WHAT THE EXERCISE ASKS:
What follows is a block of records; restate each one word for word.

RECORD EXCERPTS:
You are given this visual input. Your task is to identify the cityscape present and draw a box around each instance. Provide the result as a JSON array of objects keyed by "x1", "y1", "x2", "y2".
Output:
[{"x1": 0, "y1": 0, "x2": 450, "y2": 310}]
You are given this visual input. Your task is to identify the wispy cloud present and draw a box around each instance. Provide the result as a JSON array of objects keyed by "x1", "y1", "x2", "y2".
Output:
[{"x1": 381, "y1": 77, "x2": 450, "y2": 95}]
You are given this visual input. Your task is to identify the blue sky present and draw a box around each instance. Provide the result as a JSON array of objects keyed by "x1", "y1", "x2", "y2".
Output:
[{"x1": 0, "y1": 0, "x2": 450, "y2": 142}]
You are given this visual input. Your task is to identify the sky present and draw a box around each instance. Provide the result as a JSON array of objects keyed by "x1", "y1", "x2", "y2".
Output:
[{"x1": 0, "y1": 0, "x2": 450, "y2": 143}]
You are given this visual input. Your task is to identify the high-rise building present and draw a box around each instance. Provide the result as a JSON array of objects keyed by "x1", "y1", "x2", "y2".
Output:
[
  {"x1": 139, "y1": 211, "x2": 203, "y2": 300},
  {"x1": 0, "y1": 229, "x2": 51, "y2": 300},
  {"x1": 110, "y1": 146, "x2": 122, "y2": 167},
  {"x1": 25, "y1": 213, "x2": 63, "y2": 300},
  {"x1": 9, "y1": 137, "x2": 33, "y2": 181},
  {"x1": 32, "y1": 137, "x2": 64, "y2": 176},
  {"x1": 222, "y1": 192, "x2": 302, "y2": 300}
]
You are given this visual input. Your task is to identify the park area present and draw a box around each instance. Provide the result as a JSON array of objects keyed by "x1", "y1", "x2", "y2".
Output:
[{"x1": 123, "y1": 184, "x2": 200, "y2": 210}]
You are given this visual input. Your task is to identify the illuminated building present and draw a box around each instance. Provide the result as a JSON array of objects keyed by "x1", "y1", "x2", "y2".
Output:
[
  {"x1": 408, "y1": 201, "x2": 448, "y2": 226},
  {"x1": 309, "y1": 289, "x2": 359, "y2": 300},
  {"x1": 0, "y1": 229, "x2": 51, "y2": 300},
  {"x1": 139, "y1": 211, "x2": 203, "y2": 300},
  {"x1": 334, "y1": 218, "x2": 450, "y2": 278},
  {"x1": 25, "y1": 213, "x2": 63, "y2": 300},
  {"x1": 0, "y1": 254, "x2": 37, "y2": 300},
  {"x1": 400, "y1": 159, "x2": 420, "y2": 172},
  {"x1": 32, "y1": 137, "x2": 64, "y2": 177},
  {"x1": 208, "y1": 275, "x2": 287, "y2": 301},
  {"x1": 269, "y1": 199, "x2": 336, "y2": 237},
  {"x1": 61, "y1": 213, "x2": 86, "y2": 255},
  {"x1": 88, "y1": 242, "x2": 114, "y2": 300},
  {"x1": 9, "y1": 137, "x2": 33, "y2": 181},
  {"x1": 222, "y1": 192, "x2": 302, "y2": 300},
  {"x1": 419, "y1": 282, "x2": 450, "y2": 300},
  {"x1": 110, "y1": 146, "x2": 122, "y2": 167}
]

ANSWER BELOW:
You are given this visual input. Your task is to identify the cityscape present and draw a box around each instance. Provide the result as a JSON array of objects keyed by "x1", "y1", "x2", "y2".
Output:
[{"x1": 0, "y1": 0, "x2": 450, "y2": 310}]
You are given this visual input. Your task is to identify the wispy cloud present and draw a box around each instance. Provide the result as a JSON array of objects keyed by "x1", "y1", "x2", "y2".
Output:
[{"x1": 381, "y1": 77, "x2": 450, "y2": 95}]
You are given this visual input. Your task is to identify the blue sky present and draw a box around each instance. Provide the result as a JSON array of objects keyed by "x1", "y1", "x2", "y2".
Output:
[{"x1": 0, "y1": 0, "x2": 450, "y2": 142}]
You are given this visual input. Your task is to identify the sky present and draw a box around each instance. Provide the result as a JSON array of objects keyed by "x1", "y1", "x2", "y2".
Output:
[{"x1": 0, "y1": 0, "x2": 450, "y2": 143}]
You are given this visual input. Your task is to identify the high-rise building present and draw a box around each instance. Provide the result as a JSON array of objects keyed by "x1", "y1", "x2", "y2".
Output:
[
  {"x1": 139, "y1": 211, "x2": 203, "y2": 300},
  {"x1": 0, "y1": 229, "x2": 51, "y2": 300},
  {"x1": 110, "y1": 146, "x2": 122, "y2": 167},
  {"x1": 25, "y1": 213, "x2": 63, "y2": 300},
  {"x1": 9, "y1": 137, "x2": 33, "y2": 181},
  {"x1": 32, "y1": 137, "x2": 64, "y2": 176},
  {"x1": 222, "y1": 192, "x2": 302, "y2": 300}
]
You are given this visual input. Your task is to identify the park area present and draw a box around each instance. Provide the result as a JSON array of objects keyed by "x1", "y1", "x2", "y2".
Output:
[{"x1": 123, "y1": 184, "x2": 200, "y2": 210}]
You are given this visual input. Your task is to identify the illuminated building present and draw a box around each instance. Provide the result as a JSON array of objects keyed by "x1", "y1", "x2", "y2".
Output:
[
  {"x1": 408, "y1": 201, "x2": 448, "y2": 226},
  {"x1": 309, "y1": 289, "x2": 359, "y2": 300},
  {"x1": 0, "y1": 229, "x2": 51, "y2": 300},
  {"x1": 139, "y1": 211, "x2": 203, "y2": 300},
  {"x1": 334, "y1": 218, "x2": 450, "y2": 278},
  {"x1": 25, "y1": 213, "x2": 63, "y2": 300},
  {"x1": 0, "y1": 254, "x2": 37, "y2": 300},
  {"x1": 400, "y1": 159, "x2": 420, "y2": 172},
  {"x1": 32, "y1": 137, "x2": 64, "y2": 177},
  {"x1": 208, "y1": 275, "x2": 287, "y2": 301},
  {"x1": 269, "y1": 199, "x2": 336, "y2": 237},
  {"x1": 61, "y1": 213, "x2": 86, "y2": 255},
  {"x1": 88, "y1": 242, "x2": 114, "y2": 300},
  {"x1": 9, "y1": 137, "x2": 33, "y2": 181},
  {"x1": 222, "y1": 192, "x2": 302, "y2": 300},
  {"x1": 419, "y1": 282, "x2": 450, "y2": 300},
  {"x1": 110, "y1": 146, "x2": 122, "y2": 167}
]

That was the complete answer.